## Task requirements
Reproduce verbatim the passage of the post on asymmetric party balance that begins with the words "Obviously, this wouldn't" and ends after "was it like?".

Asymmetric Party Balance

I read an interesting idea about how to handle party death - if someone in the party dies, new characters join the party at a significantly reduced level - let's say a level 5 party loses two guys; they then would gain two fresh level 2 recruits.

Obviously, this wouldn't work with a certain kind of player - for some people, the progression is the most important thing, gaining levels and wealth is the whole reason they're playing. It also would require careful design on the part of the GM, making sure that things were still challenging enough for the high-level player without being immediately lethal to the lower level one.

That being said, I really would like to try this - I would love the party being two veteran survivors of the Archlich's wrath (level ten) recruiting and leading the best young recruits they could find from the local town and caravans (level four) because nobody else was fool enough to join them in their quest.

Does anybody have any experience with asymmetric parties? What was it like?

Does it sound like the kind of thing that would fly at your table? If not, how would you make it do so?

Also, pictures of characters with lopsided power, because why not?

## Information supplied

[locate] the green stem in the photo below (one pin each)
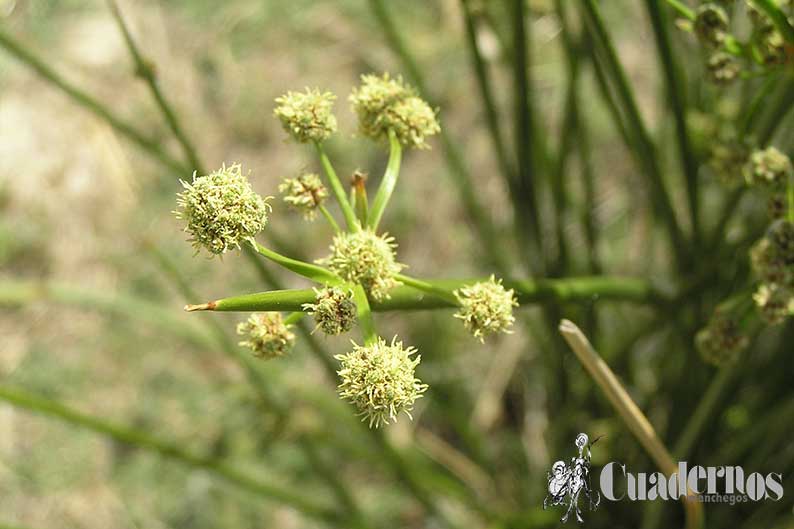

## Expected answer
Obviously, this wouldn't work with a certain kind of player - for some people, the progression is the most important thing, gaining levels and wealth is the whole reason they're playing. It also would require careful design on the part of the GM, making sure that things were still challenging enough for the high-level player without being immediately lethal to the lower level one.

That being said, I really would like to try this - I would love the party being two veteran survivors of the Archlich's wrath (level ten) recruiting and leading the best young recruits they could find from the local town and caravans (level four) because nobody else was fool enough to join them in their quest.

Does anybody have any experience with asymmetric parties? What was it like?